(Point annotation records)
====

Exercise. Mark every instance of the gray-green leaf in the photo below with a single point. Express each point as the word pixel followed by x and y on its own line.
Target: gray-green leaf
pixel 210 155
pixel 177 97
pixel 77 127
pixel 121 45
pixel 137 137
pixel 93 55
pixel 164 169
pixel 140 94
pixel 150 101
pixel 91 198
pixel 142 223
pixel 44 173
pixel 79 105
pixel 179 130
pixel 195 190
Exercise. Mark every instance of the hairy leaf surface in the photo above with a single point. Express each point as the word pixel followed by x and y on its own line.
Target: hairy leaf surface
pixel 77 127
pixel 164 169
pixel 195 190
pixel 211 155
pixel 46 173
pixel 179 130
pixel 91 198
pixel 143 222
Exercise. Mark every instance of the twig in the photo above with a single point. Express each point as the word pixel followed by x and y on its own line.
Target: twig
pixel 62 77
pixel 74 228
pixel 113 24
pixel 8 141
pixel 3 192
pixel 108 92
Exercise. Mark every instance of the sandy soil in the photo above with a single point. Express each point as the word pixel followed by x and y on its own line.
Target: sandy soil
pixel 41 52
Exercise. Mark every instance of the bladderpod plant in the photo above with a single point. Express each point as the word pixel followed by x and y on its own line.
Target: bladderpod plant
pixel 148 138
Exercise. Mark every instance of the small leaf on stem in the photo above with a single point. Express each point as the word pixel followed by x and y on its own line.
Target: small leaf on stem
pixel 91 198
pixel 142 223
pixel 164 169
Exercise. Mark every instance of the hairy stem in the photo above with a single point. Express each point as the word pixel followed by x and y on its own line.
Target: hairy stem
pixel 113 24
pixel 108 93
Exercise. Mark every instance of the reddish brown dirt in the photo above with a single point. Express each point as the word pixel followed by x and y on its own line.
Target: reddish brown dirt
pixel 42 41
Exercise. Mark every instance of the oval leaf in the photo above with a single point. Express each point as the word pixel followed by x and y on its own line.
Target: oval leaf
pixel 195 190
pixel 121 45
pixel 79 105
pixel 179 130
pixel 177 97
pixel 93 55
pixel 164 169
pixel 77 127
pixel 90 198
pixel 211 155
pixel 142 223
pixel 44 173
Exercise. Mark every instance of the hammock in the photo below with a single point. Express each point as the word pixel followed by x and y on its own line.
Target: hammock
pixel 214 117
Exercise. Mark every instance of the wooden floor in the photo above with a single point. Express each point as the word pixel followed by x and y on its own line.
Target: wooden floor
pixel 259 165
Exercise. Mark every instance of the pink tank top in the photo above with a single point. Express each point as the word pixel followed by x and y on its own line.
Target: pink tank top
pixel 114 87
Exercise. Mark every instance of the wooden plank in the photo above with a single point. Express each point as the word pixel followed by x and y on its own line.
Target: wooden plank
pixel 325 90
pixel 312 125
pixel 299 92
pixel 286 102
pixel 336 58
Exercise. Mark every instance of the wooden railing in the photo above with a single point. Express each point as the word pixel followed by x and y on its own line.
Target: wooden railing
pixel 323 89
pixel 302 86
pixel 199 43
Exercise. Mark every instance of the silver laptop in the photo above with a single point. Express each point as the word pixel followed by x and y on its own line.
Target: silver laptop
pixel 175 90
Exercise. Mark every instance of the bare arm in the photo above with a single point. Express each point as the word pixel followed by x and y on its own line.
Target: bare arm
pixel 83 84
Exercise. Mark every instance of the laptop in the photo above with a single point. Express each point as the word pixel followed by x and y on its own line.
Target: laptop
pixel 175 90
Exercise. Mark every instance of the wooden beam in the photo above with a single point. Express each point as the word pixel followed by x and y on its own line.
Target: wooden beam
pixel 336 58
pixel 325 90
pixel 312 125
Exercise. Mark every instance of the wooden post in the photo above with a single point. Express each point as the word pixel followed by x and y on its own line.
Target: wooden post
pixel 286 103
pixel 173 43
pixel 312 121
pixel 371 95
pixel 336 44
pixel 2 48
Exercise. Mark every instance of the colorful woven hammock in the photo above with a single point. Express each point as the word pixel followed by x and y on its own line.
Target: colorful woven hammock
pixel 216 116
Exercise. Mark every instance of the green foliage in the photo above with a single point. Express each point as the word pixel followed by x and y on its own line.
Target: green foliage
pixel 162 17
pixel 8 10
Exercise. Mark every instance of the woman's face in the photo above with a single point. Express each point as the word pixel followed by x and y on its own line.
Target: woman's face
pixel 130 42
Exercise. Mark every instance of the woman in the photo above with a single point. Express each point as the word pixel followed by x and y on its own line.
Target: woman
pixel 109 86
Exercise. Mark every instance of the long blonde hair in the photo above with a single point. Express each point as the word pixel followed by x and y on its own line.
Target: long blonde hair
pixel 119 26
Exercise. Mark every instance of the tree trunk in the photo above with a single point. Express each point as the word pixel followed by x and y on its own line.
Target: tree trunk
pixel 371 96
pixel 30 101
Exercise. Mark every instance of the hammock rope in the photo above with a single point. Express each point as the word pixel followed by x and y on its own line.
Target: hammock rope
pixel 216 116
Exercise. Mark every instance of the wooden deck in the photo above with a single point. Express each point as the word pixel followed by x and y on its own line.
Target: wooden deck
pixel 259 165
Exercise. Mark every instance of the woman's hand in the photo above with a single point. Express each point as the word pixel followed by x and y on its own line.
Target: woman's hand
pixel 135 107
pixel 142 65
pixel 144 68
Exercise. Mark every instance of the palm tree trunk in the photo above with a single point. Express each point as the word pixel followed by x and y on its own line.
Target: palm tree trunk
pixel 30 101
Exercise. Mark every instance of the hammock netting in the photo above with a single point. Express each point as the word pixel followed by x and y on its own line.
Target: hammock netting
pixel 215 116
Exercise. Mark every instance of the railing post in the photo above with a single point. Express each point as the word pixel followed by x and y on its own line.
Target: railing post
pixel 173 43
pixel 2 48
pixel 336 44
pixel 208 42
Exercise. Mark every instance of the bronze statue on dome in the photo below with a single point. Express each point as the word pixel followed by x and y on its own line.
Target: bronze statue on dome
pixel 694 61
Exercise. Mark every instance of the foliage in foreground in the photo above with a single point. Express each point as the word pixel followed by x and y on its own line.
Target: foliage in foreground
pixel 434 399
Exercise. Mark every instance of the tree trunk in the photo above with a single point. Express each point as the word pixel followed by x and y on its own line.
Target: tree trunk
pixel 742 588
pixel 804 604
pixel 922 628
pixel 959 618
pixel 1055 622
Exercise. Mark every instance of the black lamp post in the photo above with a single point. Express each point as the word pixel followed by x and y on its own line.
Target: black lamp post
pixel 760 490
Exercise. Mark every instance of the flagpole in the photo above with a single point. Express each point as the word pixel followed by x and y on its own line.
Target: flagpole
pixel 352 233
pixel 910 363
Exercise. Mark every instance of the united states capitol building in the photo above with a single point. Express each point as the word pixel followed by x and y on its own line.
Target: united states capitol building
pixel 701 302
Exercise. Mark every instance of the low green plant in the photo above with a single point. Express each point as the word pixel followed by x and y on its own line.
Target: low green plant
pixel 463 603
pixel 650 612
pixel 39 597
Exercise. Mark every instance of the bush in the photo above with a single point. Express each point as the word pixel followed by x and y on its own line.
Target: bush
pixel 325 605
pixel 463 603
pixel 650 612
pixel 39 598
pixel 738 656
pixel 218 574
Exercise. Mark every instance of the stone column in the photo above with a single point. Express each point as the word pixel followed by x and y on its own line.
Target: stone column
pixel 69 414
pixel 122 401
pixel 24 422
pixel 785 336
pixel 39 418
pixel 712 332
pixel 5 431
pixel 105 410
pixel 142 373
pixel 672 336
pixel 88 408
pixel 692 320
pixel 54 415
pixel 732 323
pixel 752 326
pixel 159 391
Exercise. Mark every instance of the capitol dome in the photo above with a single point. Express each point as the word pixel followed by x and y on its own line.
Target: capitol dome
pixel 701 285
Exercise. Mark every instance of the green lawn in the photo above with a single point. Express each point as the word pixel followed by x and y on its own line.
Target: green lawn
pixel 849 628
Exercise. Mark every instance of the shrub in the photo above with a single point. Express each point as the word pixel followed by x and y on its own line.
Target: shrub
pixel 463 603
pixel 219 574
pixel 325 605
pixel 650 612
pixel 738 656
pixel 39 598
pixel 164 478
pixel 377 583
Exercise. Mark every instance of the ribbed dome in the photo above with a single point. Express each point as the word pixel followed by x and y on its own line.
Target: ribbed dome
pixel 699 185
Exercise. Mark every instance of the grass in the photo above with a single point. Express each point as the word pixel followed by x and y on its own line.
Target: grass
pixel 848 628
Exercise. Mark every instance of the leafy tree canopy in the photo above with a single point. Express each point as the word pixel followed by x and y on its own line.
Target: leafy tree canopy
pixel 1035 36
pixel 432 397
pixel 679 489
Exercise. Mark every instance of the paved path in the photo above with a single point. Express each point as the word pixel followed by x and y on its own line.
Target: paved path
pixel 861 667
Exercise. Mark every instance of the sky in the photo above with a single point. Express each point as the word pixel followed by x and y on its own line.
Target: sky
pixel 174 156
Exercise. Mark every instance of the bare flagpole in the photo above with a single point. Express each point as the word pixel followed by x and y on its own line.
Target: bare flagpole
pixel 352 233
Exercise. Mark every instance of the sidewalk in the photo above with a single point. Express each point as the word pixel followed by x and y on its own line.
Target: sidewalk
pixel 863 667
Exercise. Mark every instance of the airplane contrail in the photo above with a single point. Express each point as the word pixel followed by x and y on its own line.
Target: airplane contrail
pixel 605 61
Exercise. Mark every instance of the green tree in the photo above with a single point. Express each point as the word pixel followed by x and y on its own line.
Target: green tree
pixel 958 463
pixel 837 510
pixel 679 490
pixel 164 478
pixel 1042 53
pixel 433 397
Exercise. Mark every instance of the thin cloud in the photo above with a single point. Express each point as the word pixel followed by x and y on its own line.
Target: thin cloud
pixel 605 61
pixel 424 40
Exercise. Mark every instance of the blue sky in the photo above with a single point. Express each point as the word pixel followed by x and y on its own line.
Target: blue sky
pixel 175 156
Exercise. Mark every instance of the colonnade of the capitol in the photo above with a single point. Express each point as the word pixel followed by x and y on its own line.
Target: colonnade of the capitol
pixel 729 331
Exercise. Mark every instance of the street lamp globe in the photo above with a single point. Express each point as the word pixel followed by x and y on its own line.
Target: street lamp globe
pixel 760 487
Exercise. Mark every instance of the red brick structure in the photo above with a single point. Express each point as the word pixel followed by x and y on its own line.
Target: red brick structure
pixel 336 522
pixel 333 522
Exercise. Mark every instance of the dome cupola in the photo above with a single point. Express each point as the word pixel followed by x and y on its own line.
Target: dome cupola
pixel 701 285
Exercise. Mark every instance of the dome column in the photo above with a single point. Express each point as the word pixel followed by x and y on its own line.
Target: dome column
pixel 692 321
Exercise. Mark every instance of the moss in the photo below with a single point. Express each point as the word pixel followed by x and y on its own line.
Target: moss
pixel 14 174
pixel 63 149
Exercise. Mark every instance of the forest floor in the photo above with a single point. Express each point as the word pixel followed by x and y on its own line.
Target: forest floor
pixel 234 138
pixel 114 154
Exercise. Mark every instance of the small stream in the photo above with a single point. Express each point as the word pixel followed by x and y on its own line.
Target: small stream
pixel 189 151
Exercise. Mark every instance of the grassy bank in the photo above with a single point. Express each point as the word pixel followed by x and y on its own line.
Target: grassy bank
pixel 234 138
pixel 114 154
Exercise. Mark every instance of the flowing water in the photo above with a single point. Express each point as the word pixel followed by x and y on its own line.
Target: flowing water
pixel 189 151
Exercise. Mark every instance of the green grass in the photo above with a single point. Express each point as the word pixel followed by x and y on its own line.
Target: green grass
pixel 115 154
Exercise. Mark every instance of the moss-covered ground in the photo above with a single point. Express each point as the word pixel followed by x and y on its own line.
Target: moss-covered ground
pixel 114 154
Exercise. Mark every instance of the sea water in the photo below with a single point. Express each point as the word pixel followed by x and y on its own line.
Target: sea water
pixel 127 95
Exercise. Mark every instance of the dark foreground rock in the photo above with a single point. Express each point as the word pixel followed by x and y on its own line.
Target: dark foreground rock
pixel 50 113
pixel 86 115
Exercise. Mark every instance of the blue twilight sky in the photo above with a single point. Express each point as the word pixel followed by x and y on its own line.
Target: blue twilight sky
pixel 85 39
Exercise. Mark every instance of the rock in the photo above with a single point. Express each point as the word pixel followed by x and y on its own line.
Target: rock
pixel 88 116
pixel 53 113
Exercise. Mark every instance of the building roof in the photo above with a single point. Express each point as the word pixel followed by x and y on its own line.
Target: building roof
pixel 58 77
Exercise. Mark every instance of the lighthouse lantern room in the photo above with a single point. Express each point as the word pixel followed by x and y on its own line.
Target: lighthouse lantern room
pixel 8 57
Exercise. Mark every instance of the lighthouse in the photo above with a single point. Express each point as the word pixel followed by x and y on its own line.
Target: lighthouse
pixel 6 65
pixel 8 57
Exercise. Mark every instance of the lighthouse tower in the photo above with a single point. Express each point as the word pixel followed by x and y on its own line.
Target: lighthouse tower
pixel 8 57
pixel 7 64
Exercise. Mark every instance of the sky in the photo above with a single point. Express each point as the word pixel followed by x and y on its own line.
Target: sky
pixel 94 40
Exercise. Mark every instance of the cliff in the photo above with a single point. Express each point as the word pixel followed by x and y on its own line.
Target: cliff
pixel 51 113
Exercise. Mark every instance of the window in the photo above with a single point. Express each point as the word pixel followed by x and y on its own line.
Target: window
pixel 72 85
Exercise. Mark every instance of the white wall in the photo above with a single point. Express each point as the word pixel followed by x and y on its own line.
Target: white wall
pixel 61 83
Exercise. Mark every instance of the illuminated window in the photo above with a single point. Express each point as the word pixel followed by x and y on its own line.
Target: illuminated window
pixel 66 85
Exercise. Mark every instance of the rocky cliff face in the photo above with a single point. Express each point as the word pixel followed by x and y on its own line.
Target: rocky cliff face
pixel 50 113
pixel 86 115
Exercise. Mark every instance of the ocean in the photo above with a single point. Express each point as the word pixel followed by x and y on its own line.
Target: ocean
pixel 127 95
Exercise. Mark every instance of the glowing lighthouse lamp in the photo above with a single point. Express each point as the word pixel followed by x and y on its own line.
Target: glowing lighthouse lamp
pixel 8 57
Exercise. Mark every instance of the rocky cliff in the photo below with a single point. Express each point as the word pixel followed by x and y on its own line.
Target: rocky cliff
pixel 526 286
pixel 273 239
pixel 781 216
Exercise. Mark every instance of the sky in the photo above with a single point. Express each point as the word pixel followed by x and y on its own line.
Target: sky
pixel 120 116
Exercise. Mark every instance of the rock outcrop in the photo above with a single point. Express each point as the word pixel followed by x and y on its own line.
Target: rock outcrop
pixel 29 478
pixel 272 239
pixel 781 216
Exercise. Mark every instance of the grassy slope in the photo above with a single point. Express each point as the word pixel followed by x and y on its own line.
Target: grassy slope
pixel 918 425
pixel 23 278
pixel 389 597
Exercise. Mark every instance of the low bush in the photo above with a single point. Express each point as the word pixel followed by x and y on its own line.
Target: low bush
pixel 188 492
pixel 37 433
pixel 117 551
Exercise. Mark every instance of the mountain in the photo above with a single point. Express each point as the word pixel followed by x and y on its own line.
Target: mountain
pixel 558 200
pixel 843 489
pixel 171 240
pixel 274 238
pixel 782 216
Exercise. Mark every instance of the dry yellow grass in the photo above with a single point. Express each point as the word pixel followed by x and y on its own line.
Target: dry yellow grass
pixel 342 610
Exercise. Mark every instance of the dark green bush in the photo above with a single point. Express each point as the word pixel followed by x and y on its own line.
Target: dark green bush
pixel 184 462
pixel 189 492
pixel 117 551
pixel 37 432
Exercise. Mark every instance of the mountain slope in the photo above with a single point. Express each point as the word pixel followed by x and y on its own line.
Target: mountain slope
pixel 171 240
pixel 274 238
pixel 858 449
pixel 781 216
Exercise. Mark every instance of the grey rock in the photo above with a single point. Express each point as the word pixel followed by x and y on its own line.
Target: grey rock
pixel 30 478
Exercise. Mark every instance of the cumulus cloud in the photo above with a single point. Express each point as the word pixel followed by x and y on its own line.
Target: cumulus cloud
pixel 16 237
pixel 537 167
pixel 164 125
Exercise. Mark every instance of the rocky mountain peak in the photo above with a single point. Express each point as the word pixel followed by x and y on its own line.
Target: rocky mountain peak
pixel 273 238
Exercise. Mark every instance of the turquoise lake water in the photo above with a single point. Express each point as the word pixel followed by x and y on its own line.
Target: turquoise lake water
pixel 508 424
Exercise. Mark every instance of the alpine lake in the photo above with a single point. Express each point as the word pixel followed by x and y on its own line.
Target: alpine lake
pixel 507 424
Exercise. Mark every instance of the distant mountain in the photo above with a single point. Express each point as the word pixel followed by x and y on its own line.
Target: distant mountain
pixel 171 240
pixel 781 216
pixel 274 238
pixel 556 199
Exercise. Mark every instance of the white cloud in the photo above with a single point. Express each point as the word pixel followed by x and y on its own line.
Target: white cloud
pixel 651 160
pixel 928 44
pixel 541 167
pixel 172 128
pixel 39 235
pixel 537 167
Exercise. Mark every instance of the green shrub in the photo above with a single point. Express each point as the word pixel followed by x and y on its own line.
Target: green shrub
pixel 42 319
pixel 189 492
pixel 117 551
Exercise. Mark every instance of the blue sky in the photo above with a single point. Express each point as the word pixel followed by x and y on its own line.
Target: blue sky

====

• Stated goal:
Rescale the stretch of the listing from the line containing "Exercise. Mark every instance of the dome cupola" through the line containing "pixel 692 321". Repeat every line, requests included, but multiply each x and y coordinate in the answers by 0.8 and round it to a whole number, with halves rounding up. Give only those lines.

• Answer to the exercise:
Exercise. Mark every instance of the dome cupola in the photo above with a single point. Express each point as the word pixel followed by x and y on its own line.
Target: dome cupola
pixel 561 228
Exercise. Mark every instance of the dome column in the photo above with a single point. Express each point as the word pixel followed by x and y on its own line.
Target: dome column
pixel 554 257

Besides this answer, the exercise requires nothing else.